JOBS ▸
a: In the post about the C++ draft standard, list every bracketed label that names a part of the standard. Leave out the numbered link markers.
b: Write the next part of the post about the C++ draft standard and calling pop_back() on an empty vector, starting right after its final quoted line.

SELECTED PASSAGE ▸
══════

The C++ (draft) standard is on GitHub! [0] Compiling it needs Perl and some LaTeX packages, but is reasonably straightforwards otherwise. In addition, links to specific draft standards can be found on cppreference [1].
But anyways, in the first C++20 post-publication draft (N4868), the wording you're interested in is in multiple sections. Section 22.2.3 Sequence Containers [sequence.reqmts] has Table 78: Optional sequence container operations [tab:container.seq.opt] (starting on page 815), which states that a precondition of pop_back() is that empty() returns false. Section 16.3.2.4 Detailed Specifications [structure.specifications] (page 481) states:
> Preconditions: the conditions that the function assumes to hold whenever it is called; violation of any preconditions results in undefined behavior.
Therefore, calling pop_back() on an empty vector results in undefined behavior.
> Is this something that in practice is implemented in different (exception-throwing) ways?

══════

RECORDS SHOWN ▸
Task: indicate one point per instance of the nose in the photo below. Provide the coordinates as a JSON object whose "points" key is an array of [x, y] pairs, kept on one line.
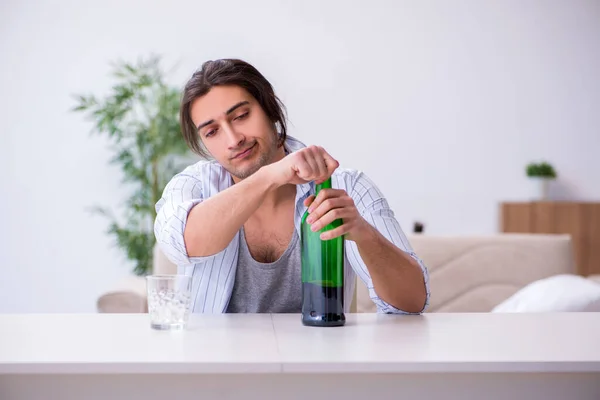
{"points": [[234, 139]]}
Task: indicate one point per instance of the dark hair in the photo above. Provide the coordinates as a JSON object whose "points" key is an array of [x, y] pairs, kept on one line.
{"points": [[229, 72]]}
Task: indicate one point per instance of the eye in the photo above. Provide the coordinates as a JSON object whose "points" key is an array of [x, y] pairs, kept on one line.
{"points": [[210, 133], [241, 116]]}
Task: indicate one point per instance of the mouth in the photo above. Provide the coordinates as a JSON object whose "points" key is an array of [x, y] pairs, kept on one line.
{"points": [[244, 153]]}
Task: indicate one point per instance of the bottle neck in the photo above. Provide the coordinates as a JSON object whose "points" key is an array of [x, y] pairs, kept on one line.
{"points": [[323, 185]]}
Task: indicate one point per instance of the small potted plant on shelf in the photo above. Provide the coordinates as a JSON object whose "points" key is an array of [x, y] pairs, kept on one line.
{"points": [[543, 173]]}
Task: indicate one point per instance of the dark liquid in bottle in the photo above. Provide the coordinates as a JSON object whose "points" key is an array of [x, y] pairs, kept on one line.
{"points": [[322, 305]]}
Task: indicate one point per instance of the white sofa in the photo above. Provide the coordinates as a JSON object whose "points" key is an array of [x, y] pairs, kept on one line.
{"points": [[467, 274]]}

══════

TASK-BY-TASK RESULTS ▸
a:
[sequence.reqmts]
[tab:container.seq.opt]
[structure.specifications]

b:
Based on a quick glance at the major implementations (libc++ 15.0.7 at [2], MSVC at [3], libstdc++ at [4]), it looks like asserts are used. Whether those result in exceptions probably depends on whether the asserts are compiled in in the first place and how they are implemented, but it's definitely not a guaranteed exception.
[0]: https://github.com/cplusplus/draft
[1]: https://en.cppreference.com/w/cpp/links
[2]: https://github.com/llvm/llvm-project/blob/llvmorg-15.0.7/lib...
[3]: https://github.com/llvm/llvm-project/blob/8dfdcc7b7bf66834a7...
[4]: https://gcc.gnu.org/git/?p=gcc.git;a=blob;f=libstdc%2B%2B-v3...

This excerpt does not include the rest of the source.